**What you should do:**
Using only the records, tally the lines with "test" in them and state that total by itself.

**Data for the task:**
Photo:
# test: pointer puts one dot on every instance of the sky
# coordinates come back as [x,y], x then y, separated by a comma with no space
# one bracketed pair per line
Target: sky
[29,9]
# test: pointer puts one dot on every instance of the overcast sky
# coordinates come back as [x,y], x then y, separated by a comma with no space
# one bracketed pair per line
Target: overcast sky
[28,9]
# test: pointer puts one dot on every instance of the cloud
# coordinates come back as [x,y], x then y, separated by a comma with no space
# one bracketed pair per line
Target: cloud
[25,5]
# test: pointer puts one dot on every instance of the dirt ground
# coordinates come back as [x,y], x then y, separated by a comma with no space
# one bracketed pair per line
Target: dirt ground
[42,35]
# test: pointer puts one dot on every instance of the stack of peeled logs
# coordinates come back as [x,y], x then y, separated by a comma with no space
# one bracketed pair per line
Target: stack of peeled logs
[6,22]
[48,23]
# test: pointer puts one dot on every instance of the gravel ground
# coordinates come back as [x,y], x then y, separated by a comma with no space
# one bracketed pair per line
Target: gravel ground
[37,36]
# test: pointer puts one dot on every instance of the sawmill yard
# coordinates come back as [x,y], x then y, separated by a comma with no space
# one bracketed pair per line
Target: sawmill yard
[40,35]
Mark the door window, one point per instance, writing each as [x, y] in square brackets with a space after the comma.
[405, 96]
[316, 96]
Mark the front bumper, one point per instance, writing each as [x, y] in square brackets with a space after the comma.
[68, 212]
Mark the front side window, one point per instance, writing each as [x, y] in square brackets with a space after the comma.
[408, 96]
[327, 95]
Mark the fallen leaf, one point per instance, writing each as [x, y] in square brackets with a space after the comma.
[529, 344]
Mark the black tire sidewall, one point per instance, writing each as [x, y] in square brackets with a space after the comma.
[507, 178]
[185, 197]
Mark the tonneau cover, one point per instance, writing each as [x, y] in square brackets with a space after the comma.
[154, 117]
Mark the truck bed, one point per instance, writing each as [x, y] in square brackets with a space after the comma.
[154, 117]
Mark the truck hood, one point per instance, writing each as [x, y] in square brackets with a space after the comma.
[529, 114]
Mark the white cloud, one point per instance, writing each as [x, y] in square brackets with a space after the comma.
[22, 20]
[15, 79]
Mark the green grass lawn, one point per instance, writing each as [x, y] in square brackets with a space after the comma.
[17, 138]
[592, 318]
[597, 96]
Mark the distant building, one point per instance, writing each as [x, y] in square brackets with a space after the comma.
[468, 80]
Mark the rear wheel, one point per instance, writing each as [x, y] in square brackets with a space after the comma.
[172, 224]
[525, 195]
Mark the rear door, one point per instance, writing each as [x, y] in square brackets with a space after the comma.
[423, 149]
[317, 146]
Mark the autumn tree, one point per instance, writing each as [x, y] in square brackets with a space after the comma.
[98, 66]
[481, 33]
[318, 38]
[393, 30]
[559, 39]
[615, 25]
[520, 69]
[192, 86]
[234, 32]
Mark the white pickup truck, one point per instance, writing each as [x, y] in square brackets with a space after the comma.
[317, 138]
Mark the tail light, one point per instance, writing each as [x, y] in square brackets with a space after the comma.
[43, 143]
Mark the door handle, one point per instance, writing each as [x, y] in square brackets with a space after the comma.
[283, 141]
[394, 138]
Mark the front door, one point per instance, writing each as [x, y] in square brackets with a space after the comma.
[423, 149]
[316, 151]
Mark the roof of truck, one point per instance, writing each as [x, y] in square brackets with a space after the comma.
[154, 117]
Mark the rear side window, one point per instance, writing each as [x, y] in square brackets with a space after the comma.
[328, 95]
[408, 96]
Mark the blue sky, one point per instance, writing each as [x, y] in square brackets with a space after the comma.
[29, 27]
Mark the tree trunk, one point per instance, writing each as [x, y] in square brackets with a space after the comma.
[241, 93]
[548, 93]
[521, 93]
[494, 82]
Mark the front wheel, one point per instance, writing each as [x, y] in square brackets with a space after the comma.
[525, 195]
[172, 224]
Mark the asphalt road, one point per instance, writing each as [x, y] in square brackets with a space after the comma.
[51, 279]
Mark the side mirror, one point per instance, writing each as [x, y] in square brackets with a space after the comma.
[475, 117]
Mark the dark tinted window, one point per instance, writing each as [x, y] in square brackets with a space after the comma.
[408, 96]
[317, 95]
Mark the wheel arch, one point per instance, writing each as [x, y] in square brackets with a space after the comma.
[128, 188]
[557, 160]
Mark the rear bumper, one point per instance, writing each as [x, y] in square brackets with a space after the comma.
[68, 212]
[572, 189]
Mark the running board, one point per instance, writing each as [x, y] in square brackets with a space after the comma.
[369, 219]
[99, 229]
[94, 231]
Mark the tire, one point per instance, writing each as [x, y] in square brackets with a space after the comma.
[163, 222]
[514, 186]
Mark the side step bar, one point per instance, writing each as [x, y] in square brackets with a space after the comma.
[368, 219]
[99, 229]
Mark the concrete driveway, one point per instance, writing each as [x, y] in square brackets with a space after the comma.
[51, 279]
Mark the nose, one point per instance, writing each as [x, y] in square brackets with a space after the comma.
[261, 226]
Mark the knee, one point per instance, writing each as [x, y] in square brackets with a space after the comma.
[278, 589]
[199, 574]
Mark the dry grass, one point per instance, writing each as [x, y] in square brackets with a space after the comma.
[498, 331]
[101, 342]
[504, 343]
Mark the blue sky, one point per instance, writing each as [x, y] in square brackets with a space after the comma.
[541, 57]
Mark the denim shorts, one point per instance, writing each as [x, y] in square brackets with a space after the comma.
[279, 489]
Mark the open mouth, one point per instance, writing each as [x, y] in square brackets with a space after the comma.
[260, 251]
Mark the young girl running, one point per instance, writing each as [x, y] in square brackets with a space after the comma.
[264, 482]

**The completed task:**
7